YOUR OBJECTIVE –
Turn the entries below into a two-column CSV with the headers label_text and coordinates, one row per entry. Put each entry's text and its answer in their own quoted fields, and replace any line breaks inside a field with spaces.

╭──

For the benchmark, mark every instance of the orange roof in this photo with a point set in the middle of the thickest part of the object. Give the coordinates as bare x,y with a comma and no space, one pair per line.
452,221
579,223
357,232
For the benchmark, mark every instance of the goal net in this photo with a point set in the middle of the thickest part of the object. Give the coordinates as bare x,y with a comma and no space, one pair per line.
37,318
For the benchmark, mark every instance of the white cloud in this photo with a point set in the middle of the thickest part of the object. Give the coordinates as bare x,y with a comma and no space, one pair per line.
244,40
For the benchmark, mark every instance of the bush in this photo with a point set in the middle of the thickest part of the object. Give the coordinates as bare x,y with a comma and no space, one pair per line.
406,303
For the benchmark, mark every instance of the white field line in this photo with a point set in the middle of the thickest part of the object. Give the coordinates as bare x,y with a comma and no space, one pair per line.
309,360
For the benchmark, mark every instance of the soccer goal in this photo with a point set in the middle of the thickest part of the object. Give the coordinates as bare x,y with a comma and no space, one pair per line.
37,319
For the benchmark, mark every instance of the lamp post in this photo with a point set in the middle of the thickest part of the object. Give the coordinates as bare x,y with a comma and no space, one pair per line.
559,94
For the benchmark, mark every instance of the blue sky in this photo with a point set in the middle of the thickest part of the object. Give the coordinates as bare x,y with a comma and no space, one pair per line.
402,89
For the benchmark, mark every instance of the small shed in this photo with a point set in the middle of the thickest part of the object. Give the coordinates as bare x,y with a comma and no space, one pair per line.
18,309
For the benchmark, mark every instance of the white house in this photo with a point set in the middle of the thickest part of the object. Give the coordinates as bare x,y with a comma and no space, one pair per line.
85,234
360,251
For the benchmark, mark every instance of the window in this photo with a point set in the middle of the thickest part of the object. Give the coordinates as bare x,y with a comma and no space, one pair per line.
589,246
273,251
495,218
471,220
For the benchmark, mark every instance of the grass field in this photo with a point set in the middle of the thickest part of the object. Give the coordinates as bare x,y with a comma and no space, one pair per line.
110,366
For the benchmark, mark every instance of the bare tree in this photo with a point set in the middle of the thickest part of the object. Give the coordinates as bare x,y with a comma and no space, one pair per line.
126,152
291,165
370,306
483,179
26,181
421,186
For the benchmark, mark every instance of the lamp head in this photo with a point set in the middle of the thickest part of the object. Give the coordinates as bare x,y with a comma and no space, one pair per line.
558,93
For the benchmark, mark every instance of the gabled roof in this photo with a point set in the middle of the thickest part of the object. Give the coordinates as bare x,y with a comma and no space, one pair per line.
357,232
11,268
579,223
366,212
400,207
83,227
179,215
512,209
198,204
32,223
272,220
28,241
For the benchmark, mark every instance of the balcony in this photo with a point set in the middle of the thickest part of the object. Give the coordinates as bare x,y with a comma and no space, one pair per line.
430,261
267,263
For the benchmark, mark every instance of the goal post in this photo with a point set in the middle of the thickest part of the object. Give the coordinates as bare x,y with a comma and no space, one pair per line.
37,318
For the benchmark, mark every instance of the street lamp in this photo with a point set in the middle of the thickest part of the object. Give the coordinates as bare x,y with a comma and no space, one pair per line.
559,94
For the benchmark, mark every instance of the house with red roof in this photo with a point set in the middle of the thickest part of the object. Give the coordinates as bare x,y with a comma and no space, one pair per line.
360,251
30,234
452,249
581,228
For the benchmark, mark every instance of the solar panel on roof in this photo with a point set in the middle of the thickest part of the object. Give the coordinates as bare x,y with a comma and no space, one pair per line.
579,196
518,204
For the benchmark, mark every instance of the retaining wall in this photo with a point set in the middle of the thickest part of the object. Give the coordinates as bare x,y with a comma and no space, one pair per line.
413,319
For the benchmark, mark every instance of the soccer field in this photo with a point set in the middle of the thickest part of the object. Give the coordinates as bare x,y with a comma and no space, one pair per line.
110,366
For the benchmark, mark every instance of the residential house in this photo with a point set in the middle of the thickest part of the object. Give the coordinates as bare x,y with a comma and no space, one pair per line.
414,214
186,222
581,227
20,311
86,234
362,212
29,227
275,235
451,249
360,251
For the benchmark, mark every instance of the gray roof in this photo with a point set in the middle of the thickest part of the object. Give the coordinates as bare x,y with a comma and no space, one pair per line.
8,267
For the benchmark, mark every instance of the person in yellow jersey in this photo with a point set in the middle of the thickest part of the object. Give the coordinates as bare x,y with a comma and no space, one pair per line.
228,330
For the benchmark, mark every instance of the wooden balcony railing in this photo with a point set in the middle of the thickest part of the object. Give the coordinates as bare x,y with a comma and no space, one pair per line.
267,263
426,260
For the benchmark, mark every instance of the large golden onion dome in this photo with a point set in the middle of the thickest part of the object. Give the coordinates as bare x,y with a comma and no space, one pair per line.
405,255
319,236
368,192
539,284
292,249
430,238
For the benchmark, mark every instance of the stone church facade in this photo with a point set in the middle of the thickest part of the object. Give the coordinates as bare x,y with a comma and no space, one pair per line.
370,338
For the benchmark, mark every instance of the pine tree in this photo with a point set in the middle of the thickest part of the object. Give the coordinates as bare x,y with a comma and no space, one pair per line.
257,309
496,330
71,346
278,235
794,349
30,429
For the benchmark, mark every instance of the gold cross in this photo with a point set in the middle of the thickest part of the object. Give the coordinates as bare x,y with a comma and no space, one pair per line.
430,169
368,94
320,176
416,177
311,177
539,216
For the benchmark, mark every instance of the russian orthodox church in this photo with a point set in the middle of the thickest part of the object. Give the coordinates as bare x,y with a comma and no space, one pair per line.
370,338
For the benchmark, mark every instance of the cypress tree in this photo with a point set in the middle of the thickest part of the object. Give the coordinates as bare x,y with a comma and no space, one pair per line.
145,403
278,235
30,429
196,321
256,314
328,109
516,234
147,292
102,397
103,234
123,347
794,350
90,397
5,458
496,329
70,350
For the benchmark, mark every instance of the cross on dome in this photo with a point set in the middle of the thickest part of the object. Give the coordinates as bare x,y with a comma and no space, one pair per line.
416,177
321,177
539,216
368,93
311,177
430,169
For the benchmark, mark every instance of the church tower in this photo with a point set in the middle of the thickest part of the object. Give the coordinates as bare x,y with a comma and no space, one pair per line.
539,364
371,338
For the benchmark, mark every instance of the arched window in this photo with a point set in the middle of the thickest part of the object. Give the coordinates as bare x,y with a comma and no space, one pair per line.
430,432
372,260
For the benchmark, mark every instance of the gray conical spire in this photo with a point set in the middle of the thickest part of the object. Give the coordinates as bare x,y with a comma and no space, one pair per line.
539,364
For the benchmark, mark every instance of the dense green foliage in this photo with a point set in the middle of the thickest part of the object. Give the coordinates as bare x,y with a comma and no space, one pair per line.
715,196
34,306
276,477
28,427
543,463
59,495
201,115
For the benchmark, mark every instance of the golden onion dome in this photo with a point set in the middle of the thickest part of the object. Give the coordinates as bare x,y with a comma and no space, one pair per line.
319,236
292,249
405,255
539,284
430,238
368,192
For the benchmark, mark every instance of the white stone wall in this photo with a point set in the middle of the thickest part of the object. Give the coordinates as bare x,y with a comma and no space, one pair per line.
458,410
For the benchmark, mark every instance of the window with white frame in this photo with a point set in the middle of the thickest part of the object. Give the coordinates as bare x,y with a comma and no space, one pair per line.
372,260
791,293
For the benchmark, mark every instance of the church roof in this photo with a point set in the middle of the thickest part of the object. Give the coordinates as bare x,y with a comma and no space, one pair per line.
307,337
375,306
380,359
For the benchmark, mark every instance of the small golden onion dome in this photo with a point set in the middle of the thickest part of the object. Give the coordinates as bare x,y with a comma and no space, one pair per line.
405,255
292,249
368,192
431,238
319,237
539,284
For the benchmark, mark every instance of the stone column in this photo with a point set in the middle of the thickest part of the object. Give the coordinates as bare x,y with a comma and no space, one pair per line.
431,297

╰──

RESULT OF THE TASK –
label_text,coordinates
"For the benchmark, mark every instance of the orange roof in this photo with a point set in the middle of the thickest part of the object. Give the coordinates as bare x,y with a comma and no space, one pair per line.","452,221 579,223 357,232"
"For the benchmark, mark every instance of the goal net in this photo with a point set in the middle of the thickest part of the object. Give the coordinates as bare x,y with a comma and no space, one pair per line.","37,318"
"For the benchmark, mark every instance of the white cloud in this photo with a point set in the middle of the thickest part of the object. Give the coordinates as bare x,y with a comma and no space, one pair per line.","244,40"
"For the benchmark, mark every instance of the bush in this photo with a point set in the middle of the thickest part of the object. Give the coordinates as bare x,y with a comma and no space, one pair per line.","406,303"
"For the benchmark, mark every instance of the white field line in this photo with a point set in the middle of the thickest part of the object. Give the coordinates as bare x,y with a comma and no space, one pair per line.","309,360"
"For the benchmark, mark every instance of the soccer goal in this photo with a point set in the middle of the thickest part of the object. Give the coordinates as bare x,y with a comma and no space, one pair per line.","37,319"
"For the benchmark, mark every instance of the lamp post in this photo with a point set in the middle of the thickest part of the object. Give the coordinates as bare x,y with a comma and no space, one pair per line.","559,94"
"For the benchmark, mark every instance of the blue sky in this photo with a point set in the middle of the thickest part of the object. Give the coordinates as bare x,y with a comma and no space, one pair per line.","402,89"
"For the benchmark, mark every instance of the small shed in this photo with a point set in the middle of the thickest part of the object. Give the coordinates as bare x,y with a comma and no space, one pair per line.","18,309"
"For the benchmark, mark every instance of the white house in this photo with a point set in the middle of the thickest part of the object. Give the coordinates as bare x,y with a comma and no space, one pair per line.","85,234 360,251"
"For the benchmark, mark every instance of the window in this photo with a point set in the middle of the thickest part of the object. Give the coordinates as bare x,y with a comma and no space, one pair per line.","589,246 273,251 495,218 471,220"
"For the benchmark, mark every instance of the grass field in this photo with a point set in the middle of the thickest part of the object. Give the coordinates as bare x,y with a comma and no space, one pair per line.","110,366"
"For the benchmark, mark every instance of the bare tree in this photo with a point set in the middle of the thickest part of the object. Give the coordinates as bare x,y with a comma and no space, one pair per line.","126,152 291,165 370,306 483,179 26,181 421,186"
"For the benchmark, mark every instance of the lamp head in this photo with a point set in the middle of the thickest part of the object. Give the coordinates as bare x,y with a comma and no space, one pair per line.","558,93"
"For the benchmark, mark every instance of the gabled roof in this photo with a point set in the middle of the thickest part of the object. Give the coordinates as bare x,y with a comma and no space, one pair per line.","357,232 11,268 579,223 366,212 400,207 83,227 179,215 512,209 198,204 32,223 272,220 28,241"
"For the benchmark, mark every instance of the balcony in this photo with a point set in the middle of the thickest part of the object. Give the coordinates as bare x,y with a comma and no space, one pair per line.","430,261 267,263"
"For the benchmark, mark every instance of the goal post in this photo with a point set in the middle of the thickest part of the object. Give the coordinates as bare x,y with a comma and no space, one pair per line.","37,318"
"For the benchmark, mark every instance of the street lamp in this photo with a point set in the middle of the thickest part of the object. Give the coordinates as bare x,y with a comma and no space, one pair per line.","559,94"
"For the benchmark, mark every instance of the house with red roof in this photo with a point set in the middle of the thickest part of the object. Give the coordinates as bare x,y with a comma and no space, one pair per line.","360,251 30,234 452,249 581,228"
"For the benchmark, mark every instance of the solar panel on roof in this photo with a point set in the middle of the thickest part of the object. Give the coordinates as bare x,y with a comma and no space, one pair per line.","579,196 518,204"
"For the benchmark, mark every instance of the retaining wall in this photo with a point set in the middle of the thickest part of the object. Give the coordinates as bare x,y with a comma and no space, one pair per line.","413,319"
"For the benchmark, mark every instance of the soccer field in this photo with a point set in the middle of the thickest part of the object. Give the coordinates as bare x,y with a comma and no space, one pair per line.","110,366"
"For the benchmark, mark every instance of the residential house in this photo with a point set in the middle of the thickest part of the object. Give the coordinates as bare x,y with a comma and no space, one pair per line.","414,214 186,222 581,227 20,311 86,234 362,212 29,227 275,235 451,249 360,251"
"For the benchmark, mark every instance of the gray roof in this photo with a point set in the middle of the thickest part of the object. Give the coordinates as bare x,y with a comma and no space, one pair per line.","8,267"
"For the benchmark, mark every instance of the person in yellow jersey in this photo with a point set in the middle of the thickest part of the object. Give the coordinates as bare x,y with a comma and no space, one pair per line.","228,330"
"For the benchmark, mark every instance of the wooden balcony railing in this photo with a point set in the middle of the thickest part of the object. Give the coordinates as bare x,y with a comma and no space, one pair per line.","267,263 426,260"
"For the benchmark, mark every instance of the large golden onion dome in this photo with a point set in the middle of the thickest part of the object. Give the coordinates as bare x,y with a comma and no space, one pair per line.","405,255 319,236 368,192 539,284 292,249 430,238"
"For the benchmark, mark every instance of the stone church facade in this photo with a point set in the middle of the thickest part of the object. Give the coordinates as bare x,y with a comma and no space, one pair per line.","370,338"
"For the benchmark, mark every instance of the pine tree in this photo with a point set in the middle of the thickest part of the object. Give the coordinates as bare x,y with a comma and no space, one pair per line.","257,309 496,330 71,346 278,235 794,349 30,429"
"For the benchmark, mark every instance of the gold cross in this photo with a point set in the middle of the thickest part of the object. Give the coordinates as bare x,y with a comma and no space, one pair per line.","430,169 368,94 320,176 416,177 311,177 539,216"
"For the benchmark, mark every instance of the russian orthodox church in this photo with a point set in the middle of the thickest part of the object. Give the coordinates as bare x,y with a comma and no space, one pair per line.","370,338"
"For the benchmark, mark every instance of the cypress tree in this photo with a point set in the middle of the thickest part of the object. Give the coordinates as bare x,y with a comma and no space, one pair per line.","145,403 278,235 30,429 196,321 256,314 328,109 516,234 147,292 102,397 103,234 123,347 794,350 90,397 5,458 496,329 70,350"
"For the benchmark, mark every instance of the cross on dome in this photo with a point set in the middle of the thickest part of the object. Give the coordinates as bare x,y with a comma and no space, one pair per line.","416,177 321,177 539,216 368,93 311,177 430,169"
"For the benchmark, mark every instance of the church tower in this photo with a point set in the middle of the thickest part of the object. Give the coordinates as bare x,y with a comma and no space, one pair per line.","539,364 371,338"
"For the benchmark, mark every instance of the arched window in this photo with a point set in the middle of the thickest part of the object. Give the coordinates as bare x,y with a comma and no space, one pair per line.","430,432 372,260"
"For the benchmark, mark every instance of the gray conical spire in this photo with a point set in the middle of the thickest part of the object. Give the coordinates as bare x,y with a comma and no space, one pair per line.","539,364"
"For the benchmark, mark every instance of the dense green foliage in this photo with a point set in the middle of the thickest part of the object. Give the coordinates as bare x,y with a comma and no space, one pair per line.","715,196 34,306 276,477 28,427 543,463 59,495 201,115"
"For the benchmark, mark every instance of the golden onion dome in this photo with a point set in the middle of the thickest part of the object. Give the coordinates as bare x,y with a comma and no space, one pair per line.","319,236 292,249 405,255 539,284 430,238 368,192"
"For the benchmark, mark every instance of the white stone wall in this photo with a point set in the middle of the thickest part of the object. Give the coordinates as bare x,y with a comma and no space, one pair per line.","458,410"
"For the benchmark, mark every instance of the window with white frame in this photo with a point set in the middle of the thickest part of the object. Give the coordinates as bare x,y with a comma and no space, one pair per line.","372,260 791,293"
"For the benchmark, mark every instance of the church roof in this photo with a point set in the middle of the thickest part of the object. Give the coordinates as bare x,y with a comma and no space, one pair per line.","307,337 375,306 380,359"
"For the benchmark, mark every instance of the small golden onion dome in this photo with a point set in the middle of the thickest part of the object. Give the coordinates as bare x,y with a comma and no space, one pair per line.","405,255 292,249 368,192 431,238 319,237 539,284"
"For the benchmark, mark every instance of the stone column in this photo with a point set in the middle of the thickest part of the object. Give the coordinates as bare x,y with a comma and no space, one pair per line.","431,297"